Then I started to realize that my eyesight really was improving. I'd been thinking about getting glasses to read fine print on maps, but now there was no need. The glasses I used for night driving stayed in the glove compartment, unused, unnecessary.
Dr. Jones had a specific protocol he wanted to follow, partly for safety reasons and partly so I could discern what each drug was doing. After the HGH, he added testosterone, giving me a 200-milligram injection and a pump vial full of Testocream, white stuff that I rubbed on the sides of my stomach. "It's like with a bathtub," Dr. Jones explained. "The shot fills the tub. The cream keeps replenishing it every day to top it off."
For most men—and women—testosterone production peaks in your twenties and slowly declines. Testosterone urges the RNA, or message center, in muscle cells to create more protein, hence more muscles. Higher testosterone levels have been shown to increase energy and aggression, in both men and women. Anti-aging types believe that testosterone decline is a big factor in the loss of muscle and the increase in fat that are standard signs of getting older. Not to mention a loss of libido. There can be side effects from taking it—ranging from acne to high blood pressure—but the drug's many fans think the trade-off is worth it.
I walked out of Dr. Jones's office smiling broadly, then waited for a werewolf surge. And I waited. But the truth is, I didn't feel much of anything. No irresistible bursts of lust or rage, no particular feelings of omnipotence. That afternoon I went home and celebrated my newfound energy and aggression with a long nap.

------------------------------------------------

→ **Required action**:
Repeat the account of hormone treatment word for word, from start to finish. The records come from a different, unrelated source.

(Stored data)
------------------------------------------------

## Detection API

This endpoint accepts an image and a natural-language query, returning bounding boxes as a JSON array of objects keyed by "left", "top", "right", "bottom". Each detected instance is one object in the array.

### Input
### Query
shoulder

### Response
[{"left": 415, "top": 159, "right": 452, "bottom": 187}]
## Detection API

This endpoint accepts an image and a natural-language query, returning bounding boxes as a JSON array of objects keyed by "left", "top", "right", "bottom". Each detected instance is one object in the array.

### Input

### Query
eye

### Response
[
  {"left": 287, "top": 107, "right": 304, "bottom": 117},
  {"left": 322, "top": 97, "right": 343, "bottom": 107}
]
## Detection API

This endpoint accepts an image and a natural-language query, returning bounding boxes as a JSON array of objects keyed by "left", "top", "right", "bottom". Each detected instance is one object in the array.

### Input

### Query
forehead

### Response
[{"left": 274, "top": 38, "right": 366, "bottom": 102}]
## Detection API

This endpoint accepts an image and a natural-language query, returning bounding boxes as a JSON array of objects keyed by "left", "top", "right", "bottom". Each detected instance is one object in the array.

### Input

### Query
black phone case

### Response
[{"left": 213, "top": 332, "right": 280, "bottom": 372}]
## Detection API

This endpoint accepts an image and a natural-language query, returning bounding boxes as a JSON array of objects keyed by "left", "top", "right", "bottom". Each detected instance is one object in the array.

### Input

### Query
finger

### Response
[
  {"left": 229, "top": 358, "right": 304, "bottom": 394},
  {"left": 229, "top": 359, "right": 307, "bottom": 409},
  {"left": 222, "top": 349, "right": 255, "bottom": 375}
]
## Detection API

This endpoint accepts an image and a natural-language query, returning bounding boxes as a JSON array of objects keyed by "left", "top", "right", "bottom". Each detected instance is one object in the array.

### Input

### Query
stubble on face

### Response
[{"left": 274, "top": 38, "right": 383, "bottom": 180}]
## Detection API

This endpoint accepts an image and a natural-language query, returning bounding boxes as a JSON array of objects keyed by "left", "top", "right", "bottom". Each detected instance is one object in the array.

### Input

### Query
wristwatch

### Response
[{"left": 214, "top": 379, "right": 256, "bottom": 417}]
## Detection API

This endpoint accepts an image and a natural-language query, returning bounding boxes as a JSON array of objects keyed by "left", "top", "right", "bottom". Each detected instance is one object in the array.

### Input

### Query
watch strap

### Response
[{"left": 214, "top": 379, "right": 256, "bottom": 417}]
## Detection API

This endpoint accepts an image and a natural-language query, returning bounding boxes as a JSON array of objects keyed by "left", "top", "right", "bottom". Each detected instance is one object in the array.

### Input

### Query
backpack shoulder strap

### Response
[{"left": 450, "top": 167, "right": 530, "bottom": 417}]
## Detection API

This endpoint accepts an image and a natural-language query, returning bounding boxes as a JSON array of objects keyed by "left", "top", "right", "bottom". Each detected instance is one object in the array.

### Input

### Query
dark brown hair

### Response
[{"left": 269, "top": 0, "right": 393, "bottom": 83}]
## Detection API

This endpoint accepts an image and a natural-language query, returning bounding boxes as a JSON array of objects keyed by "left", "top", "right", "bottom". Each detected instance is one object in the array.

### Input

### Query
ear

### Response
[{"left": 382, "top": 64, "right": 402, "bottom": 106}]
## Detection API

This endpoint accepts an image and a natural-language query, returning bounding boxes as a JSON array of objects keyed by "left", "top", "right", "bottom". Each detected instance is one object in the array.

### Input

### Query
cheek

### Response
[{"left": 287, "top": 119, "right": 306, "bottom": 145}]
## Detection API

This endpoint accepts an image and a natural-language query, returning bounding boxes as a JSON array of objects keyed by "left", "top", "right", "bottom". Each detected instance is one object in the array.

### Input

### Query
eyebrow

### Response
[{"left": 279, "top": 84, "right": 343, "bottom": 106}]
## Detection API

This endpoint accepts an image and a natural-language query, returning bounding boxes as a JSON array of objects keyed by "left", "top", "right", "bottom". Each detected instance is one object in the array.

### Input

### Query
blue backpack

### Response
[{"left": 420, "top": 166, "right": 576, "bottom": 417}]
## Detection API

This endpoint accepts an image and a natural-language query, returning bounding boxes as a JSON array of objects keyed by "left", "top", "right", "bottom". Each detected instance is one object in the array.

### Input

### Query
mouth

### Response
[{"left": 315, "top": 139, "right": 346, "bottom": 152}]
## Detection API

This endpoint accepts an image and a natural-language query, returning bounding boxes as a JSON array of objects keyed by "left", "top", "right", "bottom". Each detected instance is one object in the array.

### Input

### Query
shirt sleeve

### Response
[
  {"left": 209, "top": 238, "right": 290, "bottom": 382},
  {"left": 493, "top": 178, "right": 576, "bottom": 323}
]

------------------------------------------------

→ **Output for this exercise**:
Then I started to realize that my eyesight really was improving. I'd been thinking about getting glasses to read fine print on maps, but now there was no need. The glasses I used for night driving stayed in the glove compartment, unused, unnecessary.
Dr. Jones had a specific protocol he wanted to follow, partly for safety reasons and partly so I could discern what each drug was doing. After the HGH, he added testosterone, giving me a 200-milligram injection and a pump vial full of Testocream, white stuff that I rubbed on the sides of my stomach. "It's like with a bathtub," Dr. Jones explained. "The shot fills the tub. The cream keeps replenishing it every day to top it off."
For most men—and women—testosterone production peaks in your twenties and slowly declines. Testosterone urges the RNA, or message center, in muscle cells to create more protein, hence more muscles. Higher testosterone levels have been shown to increase energy and aggression, in both men and women. Anti-aging types believe that testosterone decline is a big factor in the loss of muscle and the increase in fat that are standard signs of getting older. Not to mention a loss of libido. There can be side effects from taking it—ranging from acne to high blood pressure—but the drug's many fans think the trade-off is worth it.
I walked out of Dr. Jones's office smiling broadly, then waited for a werewolf surge. And I waited. But the truth is, I didn't feel much of anything. No irresistible bursts of lust or rage, no particular feelings of omnipotence. That afternoon I went home and celebrated my newfound energy and aggression with a long nap.